### SOURCE EXTRACT
—————
Roland was born at Ralph, Tuscaloosa County, Alabama on 20 December 1902 (according to his Social Security documents) or 4 December 1903 (according to his death certificate). Roland was one of the most technically proficient of all blues pianists, and in addition he displayed considerable feeling in his playing and singing. He was also an able guitarist, and recorded several titles backing his own vocals and those of others, playing guitar. Roland was said to have been based in the 1920’s or 1930’s around Pratt City, near Birmingham, Alabama.
—————
### ACTIONS TO TAKE
a – In the sketch of the blues pianist Roland, what birth date does his death certificate give?
b – Extend the sketch of the blues pianist Roland, picking up after its final sentence.

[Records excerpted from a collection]
—————
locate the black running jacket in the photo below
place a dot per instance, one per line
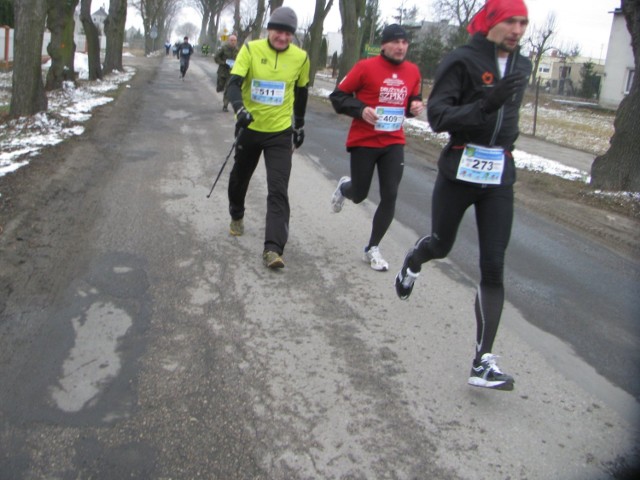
(463, 79)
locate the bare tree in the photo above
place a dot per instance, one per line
(460, 12)
(619, 167)
(114, 31)
(540, 39)
(273, 4)
(216, 8)
(352, 13)
(61, 47)
(187, 29)
(315, 35)
(247, 25)
(27, 91)
(155, 14)
(203, 7)
(93, 40)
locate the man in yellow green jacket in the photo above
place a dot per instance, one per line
(268, 86)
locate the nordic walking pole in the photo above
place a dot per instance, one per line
(225, 162)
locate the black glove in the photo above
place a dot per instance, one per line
(243, 118)
(298, 137)
(505, 88)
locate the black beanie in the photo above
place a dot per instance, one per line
(393, 32)
(283, 18)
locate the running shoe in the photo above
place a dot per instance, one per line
(374, 258)
(405, 279)
(272, 259)
(337, 200)
(487, 374)
(236, 227)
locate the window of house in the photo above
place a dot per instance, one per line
(627, 85)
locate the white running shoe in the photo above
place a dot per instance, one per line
(374, 258)
(337, 200)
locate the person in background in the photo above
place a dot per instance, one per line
(476, 98)
(378, 93)
(225, 58)
(185, 50)
(268, 86)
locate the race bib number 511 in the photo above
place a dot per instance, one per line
(267, 92)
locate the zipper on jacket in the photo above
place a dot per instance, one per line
(512, 67)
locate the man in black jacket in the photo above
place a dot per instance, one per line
(476, 98)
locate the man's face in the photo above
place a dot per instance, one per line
(507, 34)
(280, 39)
(396, 49)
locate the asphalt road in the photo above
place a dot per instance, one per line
(580, 291)
(143, 341)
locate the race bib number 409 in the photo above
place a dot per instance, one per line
(390, 119)
(267, 92)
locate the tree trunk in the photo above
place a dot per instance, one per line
(27, 92)
(315, 33)
(203, 38)
(114, 31)
(93, 40)
(351, 12)
(61, 48)
(619, 168)
(256, 26)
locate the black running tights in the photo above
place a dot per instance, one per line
(494, 217)
(390, 162)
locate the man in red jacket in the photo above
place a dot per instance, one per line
(378, 93)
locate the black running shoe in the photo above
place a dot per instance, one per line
(488, 375)
(405, 278)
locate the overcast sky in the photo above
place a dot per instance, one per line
(583, 22)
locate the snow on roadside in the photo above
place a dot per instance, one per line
(22, 138)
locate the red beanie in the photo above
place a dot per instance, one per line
(494, 12)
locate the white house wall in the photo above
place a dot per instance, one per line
(618, 63)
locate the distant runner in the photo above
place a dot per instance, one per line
(185, 50)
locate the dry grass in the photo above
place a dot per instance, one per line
(584, 128)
—————
### RESPONSES IN ORDER
a – 4 December 1903.

b –
Walter Roland

Although his recording career began in 1933, it is evident that Walter was already an accomplished musician with a fully formed style. Roland partnered Lucille Bogan when they recorded for the A R C labels between 1933 and 1935, in the course of which, he recorded in his own right. Walter’s first disc, “Red Cross Blues” has since become a blues standard, versions having been recorded by Sonny Scott, Sonny Boy Williamson, Champion Jack Dupree, Robert McCoy, Forest City Joe, and many others. In 1933, he was recorded at New York City for the American Record Company, and he had apparently traveled to the session with Lucille Bogan and guitarist Sonny Scott. His best-selling recording was “Early This Morning”, a reworking of an earlier Paramount recording by Charlie Spand, “Soon This Morning”, but Walter was successful enough to continue recording until 1935.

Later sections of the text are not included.